**What needs to be done:**
Gather every line in the listing below that contains the string "white". Treat uppercase and lowercase letters as different.

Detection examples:
* Begin *

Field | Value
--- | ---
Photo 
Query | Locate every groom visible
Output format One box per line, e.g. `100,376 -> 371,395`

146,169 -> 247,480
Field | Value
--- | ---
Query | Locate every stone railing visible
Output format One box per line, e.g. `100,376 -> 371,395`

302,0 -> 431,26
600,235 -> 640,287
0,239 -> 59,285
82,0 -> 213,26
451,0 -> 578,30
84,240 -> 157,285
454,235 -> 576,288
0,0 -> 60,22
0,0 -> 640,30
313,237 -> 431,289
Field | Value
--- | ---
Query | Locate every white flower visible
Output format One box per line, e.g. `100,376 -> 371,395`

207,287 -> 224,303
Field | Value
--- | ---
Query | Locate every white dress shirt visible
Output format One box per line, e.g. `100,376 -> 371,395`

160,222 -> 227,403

* End *
* Begin *

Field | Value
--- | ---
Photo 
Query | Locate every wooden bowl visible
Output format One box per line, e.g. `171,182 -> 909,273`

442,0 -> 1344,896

* End *

**Answer to this task:**
Query | Locate every white flower visible
Query | Locate every white dress shirt visible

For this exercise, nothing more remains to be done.